> _PASSAGE FOR REVIEW_:
/---

In fact, many Intelligent Automation platforms are following the lead of other major enterprise platforms and embedding Productivity Management tools and dashboards for robots, in much the same way they’ve done for humans.
Focus on Intelligent Document Automation
Of the many reasons why, automation has disrupted productivity is the breadth of its applicability in use cases. Automations of all types have been deployed in virtually every industry and every job function. This has been especially true as robots have become ‘smart,’ thus moving beyond just deterministic use cases.
But the global productivity disruption is fueled by several incremental subset disruptions focused on a common set of use cases with certain features. Without a doubt, the ability of Intelligent Automation platforms to digitize documents and use AI to process unstructured data in documents is a clear example of one of these subset disruptions.
So many business processes involve processing documents. Sometimes these are simple and (mostly) structured documents like purchase orders, invoices, reports, or forms. But many also involve complex documents like contracts and legal documents that contain unstructured data and require extensive human processing time.
Huge advancements in Intelligent Document Automation are enabling companies to accelerate automation of the plethora of use cases involving documents. Core processes like purchasing and invoicing can have staggering volumes, resulting in massive automation value. Automation use cases associated with complex documents like legal documents often replace expensive human hours (think paralegals), also skyrocketing ROI.
Combining Document AI with RPA is not the only combination of automation solutions that is likely to supercharge productivity. The combination of other various technologies such as AI, Process Mining, Business Process Management, Chatbots to create a comprehensive automation solution will continue to be the norm. This convergence of solutions is now mostly referred to as Hyperautomation and will further supercharge productivity in business.
The Automation of Making Customers Happy
Like previous productivity improvement eras, much of the emphasis on automation has been on costs. Making humans more productive or using technology to replace human work reduces the associated costs burdens. Much of early Intelligent Automation initiatives have been focused on the same.

\---

[Dataset entries]
/---

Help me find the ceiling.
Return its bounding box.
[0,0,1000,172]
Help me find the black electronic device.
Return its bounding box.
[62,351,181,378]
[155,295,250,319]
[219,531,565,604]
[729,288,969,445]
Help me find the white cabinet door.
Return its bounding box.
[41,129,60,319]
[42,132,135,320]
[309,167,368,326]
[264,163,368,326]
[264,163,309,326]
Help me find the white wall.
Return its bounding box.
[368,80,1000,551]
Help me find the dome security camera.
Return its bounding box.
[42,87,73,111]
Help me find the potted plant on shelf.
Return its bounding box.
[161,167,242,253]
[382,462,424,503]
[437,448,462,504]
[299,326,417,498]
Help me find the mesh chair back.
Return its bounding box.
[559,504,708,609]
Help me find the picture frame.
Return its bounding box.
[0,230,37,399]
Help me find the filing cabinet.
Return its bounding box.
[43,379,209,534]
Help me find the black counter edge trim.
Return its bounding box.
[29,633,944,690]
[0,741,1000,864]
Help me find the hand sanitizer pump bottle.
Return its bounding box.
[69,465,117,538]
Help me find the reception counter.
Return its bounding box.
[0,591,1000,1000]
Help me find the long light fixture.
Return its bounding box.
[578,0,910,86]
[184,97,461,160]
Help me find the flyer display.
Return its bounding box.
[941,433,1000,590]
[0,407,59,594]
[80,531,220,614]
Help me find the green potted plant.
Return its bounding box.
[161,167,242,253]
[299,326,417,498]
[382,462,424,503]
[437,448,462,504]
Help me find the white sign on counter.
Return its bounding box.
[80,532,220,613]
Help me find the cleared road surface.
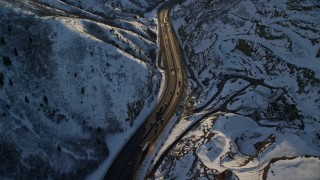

\---

> _EXERCISES TO COMPLETE_:
A: Using the passage on intelligent automation, decide whether each statement agrees with it, and support each yes or no with the deciding words quoted from it. (i) Automations have been deployed in virtually every industry and job function. (ii) Combining Document AI with RPA is the only combination of automation solutions likely to supercharge productivity. (iii) Purchase orders and invoices are given as examples of complex documents.
B: Translate this sentence from the passage on intelligent automation into Spanish: "Core processes like purchasing and invoicing can have staggering volumes, resulting in massive automation value."

> _OUTPUTS BY TASK_:
A:
(i) Yes: "Automations of all types have been deployed in virtually every industry and every job function."
(ii) No: "Combining Document AI with RPA is not the only combination of automation solutions that is likely to supercharge productivity."
(iii) No: "Sometimes these are simple and (mostly) structured documents like purchase orders, invoices, reports, or forms."

B: Los procesos centrales como las compras y la facturación pueden tener volúmenes asombrosos, lo que genera un enorme valor de automatización.